═══ Belge ═══

Necati Doğru 12.05.2017

Hançer yiyen TC’nin şerefidir!
Kırılan bir Cumhurbaşkanı’nın onuru değil, zedelenen bir ulusun şerefidir. Ben oy vermedim. Tersine hep “oy vermeyin” yazıları yazdım. Böyle giderse hayatta ona oy vermem. Böyle giderse “seçimle geldi, seçimle devirin” yazıları yazmaya devam ederim. Ancak o, Türk halkının seçtiği bir cumhurbaşkanı, Türkiye’yi, bizi, bütün milleti temsil ediyor.
Onu aşağılama!
Ulusa hançerdir.
Çirkin Amerikalı. Irak’ı, Suriye’yi, Libya’yı paramparça eden, yakan, insanları yerinden yurdundan kaçmaya ve mülteci olmaya sebep olan ve tüm Ortadoğu yangınında birinci derecede eli-kolu bulunan Amerikalı, “Türk Cumhurbaşkanı, ABD’ye ziyaretini iptal ederse büyük kayıp olmaz” dedi.

═══ Alıntılanan Kayıtlar ═══

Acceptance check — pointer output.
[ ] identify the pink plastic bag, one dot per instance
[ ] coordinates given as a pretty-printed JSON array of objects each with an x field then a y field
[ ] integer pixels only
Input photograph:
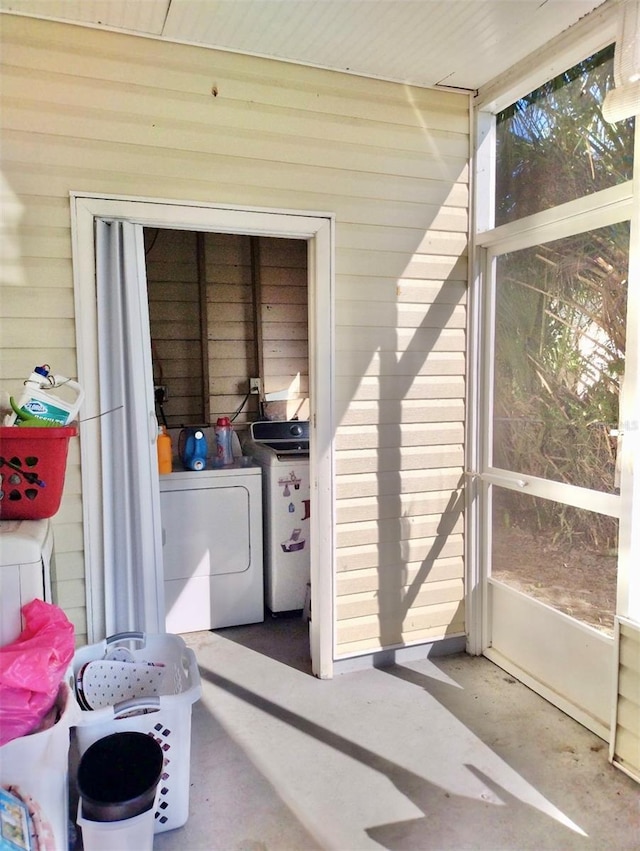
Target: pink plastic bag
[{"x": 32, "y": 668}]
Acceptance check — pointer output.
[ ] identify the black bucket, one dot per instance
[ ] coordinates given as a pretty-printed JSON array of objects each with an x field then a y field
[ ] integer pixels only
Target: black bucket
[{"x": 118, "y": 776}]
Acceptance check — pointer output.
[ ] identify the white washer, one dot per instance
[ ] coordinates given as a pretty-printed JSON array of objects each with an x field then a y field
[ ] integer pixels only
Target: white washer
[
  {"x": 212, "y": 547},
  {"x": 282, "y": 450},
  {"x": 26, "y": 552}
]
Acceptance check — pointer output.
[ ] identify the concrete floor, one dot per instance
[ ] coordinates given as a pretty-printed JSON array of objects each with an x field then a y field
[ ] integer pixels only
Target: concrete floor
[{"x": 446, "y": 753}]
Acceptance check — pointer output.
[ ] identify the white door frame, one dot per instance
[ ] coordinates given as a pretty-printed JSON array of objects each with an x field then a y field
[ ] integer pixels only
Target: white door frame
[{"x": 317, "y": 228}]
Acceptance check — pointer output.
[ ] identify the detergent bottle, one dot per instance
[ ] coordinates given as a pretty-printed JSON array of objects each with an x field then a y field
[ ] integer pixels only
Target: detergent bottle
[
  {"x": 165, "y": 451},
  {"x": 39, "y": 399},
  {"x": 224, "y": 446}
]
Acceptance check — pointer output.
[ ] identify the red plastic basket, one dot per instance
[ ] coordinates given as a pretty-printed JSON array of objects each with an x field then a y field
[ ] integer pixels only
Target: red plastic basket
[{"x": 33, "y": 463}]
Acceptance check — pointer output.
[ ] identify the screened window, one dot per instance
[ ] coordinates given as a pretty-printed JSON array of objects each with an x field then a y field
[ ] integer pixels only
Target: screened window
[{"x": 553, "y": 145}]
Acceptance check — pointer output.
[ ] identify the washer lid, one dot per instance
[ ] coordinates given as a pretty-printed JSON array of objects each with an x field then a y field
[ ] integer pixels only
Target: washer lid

═══

## İstenenler
Cumhurbaşkanı ile ABD hakkındaki yazıyı, son cümlesinden sonra gelecek şekilde sürdürün. Buradaki listenin yukarıdaki yazıyla bir bağlantısı yoktur.

## Alıştırma Çıktısı
Şeytanca küçümseme.
Açıkça kıymetin yok diyorlar.
Dünya bizden sorulur.
Ortadoğu’yu biz haritalandırırız.
Arap’ı Kürt’e vurdururuz.
Kürt’ü Arap’la savaştırırız.
Türk’ü Kürt’le bozuştururuz.
Müslümanı Müslümana kırdırırız.
Kürt’e ağır silahları veririz.
Kürt Türk kardeşliğini biz bozarız.
Arap’ı da Türk’e biz düşman ederiz.
Senin bir ağırlığın olamaz diyorlar.
Cumhurbaşkanı ise meydanlarda kendine oy veren bizim insanımıza; “Yumuşak başlıysak koyun değiliz… Bir gece ansızın geliriz…” diye hava veriyor fakat söz konusu ABD olunca, bir ulusun onurunu çarmıha germek için ABD’ye gidiyor. Türk devletinin üç ağır topu; Genelkurmay Başkanı, MİT Başkanı, Cumhurbaşkanı Sözcüsü’nü önden gönderdi, dinlemediler, bir kahve bile içirmeden geri postaladılar. Kendisine de “gelmezsen kayıp saymayız” diye laf çarptırmaktalar.
Yine de gidiyor.
* * *
Acaba Trump’a ne diyecek?
Kendine oy veren ve vermeyen milyonlarca insanımıza açıklamadığı fakat Trump’a söylediği zaman onu “Türk cumhurbaşkanı önünde ceketini ilikleyecek duruşa getirecek” ne söyleyecek?
Biz varız, onu alma.
Bizi al.
Bunu diyecekse, biliyorlar.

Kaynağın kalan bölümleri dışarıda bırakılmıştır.